[PROBLEM REQUIREMENTS] From the listing below, retype exactly the line holding "Query: orange traffic cone", the line holding "The service MUST place a point on the overcast", and the lines between them; skip everything else.
○ ○ ○
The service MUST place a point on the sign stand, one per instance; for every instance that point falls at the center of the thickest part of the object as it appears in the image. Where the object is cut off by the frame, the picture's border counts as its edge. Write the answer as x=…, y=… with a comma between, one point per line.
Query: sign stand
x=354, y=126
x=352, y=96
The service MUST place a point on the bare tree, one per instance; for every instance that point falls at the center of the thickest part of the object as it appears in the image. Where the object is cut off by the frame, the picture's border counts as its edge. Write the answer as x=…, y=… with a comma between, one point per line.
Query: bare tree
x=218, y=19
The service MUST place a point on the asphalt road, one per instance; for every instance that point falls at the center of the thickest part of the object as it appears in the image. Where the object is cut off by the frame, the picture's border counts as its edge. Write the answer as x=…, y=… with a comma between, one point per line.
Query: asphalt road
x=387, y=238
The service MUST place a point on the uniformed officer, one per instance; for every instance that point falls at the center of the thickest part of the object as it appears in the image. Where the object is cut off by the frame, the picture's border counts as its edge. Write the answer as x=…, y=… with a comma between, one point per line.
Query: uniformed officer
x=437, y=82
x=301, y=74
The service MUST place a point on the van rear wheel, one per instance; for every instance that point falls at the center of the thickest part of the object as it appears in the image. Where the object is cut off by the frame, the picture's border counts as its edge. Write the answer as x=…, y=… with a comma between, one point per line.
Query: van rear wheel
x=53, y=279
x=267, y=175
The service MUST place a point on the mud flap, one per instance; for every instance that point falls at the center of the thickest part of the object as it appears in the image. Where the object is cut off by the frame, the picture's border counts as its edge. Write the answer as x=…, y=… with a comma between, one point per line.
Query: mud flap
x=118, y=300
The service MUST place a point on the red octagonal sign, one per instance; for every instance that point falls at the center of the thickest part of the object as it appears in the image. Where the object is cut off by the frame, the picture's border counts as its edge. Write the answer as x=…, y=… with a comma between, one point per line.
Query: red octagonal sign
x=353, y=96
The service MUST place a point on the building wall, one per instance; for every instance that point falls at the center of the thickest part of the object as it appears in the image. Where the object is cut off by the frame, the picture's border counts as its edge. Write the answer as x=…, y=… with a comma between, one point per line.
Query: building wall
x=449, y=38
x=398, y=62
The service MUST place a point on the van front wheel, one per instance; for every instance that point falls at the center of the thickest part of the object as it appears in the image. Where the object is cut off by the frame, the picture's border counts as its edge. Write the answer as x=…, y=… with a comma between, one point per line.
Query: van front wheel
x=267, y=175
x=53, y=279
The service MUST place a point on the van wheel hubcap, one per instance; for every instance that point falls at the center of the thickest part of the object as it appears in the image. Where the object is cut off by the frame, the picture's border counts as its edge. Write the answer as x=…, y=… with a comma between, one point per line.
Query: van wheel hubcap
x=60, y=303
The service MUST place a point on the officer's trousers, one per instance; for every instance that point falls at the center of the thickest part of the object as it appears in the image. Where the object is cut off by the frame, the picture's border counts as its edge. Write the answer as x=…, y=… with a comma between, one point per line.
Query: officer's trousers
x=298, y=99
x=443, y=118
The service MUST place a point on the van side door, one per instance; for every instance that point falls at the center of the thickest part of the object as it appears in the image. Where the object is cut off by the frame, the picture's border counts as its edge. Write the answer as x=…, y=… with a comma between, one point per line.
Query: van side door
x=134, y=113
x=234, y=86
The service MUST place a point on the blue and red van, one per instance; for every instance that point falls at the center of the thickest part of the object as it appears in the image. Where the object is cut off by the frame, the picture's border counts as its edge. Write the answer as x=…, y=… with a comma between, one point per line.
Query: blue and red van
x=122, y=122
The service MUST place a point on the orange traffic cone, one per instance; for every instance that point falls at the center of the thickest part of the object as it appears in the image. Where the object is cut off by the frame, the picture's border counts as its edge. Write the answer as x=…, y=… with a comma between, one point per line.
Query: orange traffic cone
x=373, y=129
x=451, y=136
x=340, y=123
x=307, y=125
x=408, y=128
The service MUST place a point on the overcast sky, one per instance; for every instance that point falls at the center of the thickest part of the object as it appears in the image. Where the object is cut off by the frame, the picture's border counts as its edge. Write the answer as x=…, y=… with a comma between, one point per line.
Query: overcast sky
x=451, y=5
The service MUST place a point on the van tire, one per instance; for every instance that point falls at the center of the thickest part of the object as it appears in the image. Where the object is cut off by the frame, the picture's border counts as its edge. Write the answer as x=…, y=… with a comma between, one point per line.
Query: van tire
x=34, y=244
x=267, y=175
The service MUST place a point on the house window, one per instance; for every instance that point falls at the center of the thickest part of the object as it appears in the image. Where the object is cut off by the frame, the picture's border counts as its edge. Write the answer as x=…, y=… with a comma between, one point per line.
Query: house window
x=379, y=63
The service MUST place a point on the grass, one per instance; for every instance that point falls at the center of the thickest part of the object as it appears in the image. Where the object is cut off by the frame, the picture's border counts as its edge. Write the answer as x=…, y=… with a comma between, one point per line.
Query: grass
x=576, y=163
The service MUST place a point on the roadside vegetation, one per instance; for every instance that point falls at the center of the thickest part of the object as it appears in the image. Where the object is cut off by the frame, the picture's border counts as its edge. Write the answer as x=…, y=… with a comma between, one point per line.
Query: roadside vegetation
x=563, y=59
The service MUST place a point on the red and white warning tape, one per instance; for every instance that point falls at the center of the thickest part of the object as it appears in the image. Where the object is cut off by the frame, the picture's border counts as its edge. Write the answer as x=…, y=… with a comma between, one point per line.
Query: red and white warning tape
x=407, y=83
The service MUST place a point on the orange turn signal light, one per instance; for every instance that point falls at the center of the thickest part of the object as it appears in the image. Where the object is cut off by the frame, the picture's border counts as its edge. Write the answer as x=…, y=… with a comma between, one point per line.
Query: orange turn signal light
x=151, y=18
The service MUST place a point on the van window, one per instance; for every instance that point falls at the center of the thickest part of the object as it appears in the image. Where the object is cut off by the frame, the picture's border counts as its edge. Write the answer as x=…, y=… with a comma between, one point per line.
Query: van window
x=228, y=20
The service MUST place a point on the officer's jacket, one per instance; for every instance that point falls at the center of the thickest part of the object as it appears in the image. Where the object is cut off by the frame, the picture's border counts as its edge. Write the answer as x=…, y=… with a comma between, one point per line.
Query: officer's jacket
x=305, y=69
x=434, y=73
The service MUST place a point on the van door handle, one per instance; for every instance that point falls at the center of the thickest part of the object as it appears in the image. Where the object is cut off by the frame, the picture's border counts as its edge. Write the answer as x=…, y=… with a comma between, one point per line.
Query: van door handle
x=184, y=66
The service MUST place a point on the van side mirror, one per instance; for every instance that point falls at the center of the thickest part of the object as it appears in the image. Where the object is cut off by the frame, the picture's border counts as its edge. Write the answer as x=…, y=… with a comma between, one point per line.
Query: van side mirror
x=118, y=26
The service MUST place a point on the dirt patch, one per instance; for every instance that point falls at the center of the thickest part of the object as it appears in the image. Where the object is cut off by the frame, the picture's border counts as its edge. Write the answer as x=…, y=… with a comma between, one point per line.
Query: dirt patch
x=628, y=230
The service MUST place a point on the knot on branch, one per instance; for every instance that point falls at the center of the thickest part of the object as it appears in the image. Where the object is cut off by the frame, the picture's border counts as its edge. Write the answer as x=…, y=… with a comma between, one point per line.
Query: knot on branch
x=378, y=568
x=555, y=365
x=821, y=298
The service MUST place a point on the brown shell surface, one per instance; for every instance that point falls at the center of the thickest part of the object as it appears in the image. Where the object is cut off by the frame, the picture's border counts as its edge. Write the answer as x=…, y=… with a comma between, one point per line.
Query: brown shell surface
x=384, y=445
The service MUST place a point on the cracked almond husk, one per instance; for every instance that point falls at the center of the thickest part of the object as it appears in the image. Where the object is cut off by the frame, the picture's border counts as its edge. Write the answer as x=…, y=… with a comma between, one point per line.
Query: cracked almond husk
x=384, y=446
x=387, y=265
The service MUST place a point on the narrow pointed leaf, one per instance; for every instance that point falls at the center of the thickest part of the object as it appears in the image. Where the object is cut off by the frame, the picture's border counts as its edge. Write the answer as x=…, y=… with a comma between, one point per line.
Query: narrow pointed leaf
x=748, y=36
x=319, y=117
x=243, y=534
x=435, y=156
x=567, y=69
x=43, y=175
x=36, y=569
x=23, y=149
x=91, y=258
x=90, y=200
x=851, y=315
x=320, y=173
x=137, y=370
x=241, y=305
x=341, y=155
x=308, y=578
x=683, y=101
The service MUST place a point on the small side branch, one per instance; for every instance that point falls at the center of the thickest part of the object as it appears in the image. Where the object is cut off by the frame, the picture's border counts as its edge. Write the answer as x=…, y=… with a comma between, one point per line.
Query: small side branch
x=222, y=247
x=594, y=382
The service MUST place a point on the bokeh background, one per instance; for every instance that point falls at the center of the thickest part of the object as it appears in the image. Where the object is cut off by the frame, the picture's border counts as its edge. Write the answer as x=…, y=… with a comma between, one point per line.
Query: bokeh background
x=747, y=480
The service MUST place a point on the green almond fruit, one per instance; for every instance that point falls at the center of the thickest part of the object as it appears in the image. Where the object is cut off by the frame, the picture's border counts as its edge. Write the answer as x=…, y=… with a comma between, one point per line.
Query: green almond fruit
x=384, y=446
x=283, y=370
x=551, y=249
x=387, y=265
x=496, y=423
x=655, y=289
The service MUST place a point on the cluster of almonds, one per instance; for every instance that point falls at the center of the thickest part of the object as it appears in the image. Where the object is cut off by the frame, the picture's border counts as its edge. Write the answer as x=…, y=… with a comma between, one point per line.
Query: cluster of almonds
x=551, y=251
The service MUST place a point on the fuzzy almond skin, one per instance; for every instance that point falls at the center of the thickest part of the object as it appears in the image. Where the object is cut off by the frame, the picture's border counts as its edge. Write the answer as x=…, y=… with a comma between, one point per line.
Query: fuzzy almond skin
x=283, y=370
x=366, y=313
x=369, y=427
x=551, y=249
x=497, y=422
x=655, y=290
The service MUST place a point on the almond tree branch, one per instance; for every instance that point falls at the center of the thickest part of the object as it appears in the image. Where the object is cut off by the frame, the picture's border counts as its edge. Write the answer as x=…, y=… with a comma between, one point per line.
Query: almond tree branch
○ ○ ○
[ANSWER]
Query: orange traffic cone
x=373, y=129
x=451, y=136
x=340, y=123
x=307, y=125
x=408, y=128
The service MUST place a point on the overcast sky, one per instance; for every instance that point falls at the center of the thickest part of the object as it appears in the image. Where the object is cut off by the frame, the picture's border counts as its edge. Write the answer as x=…, y=… with a comma between, one point per line.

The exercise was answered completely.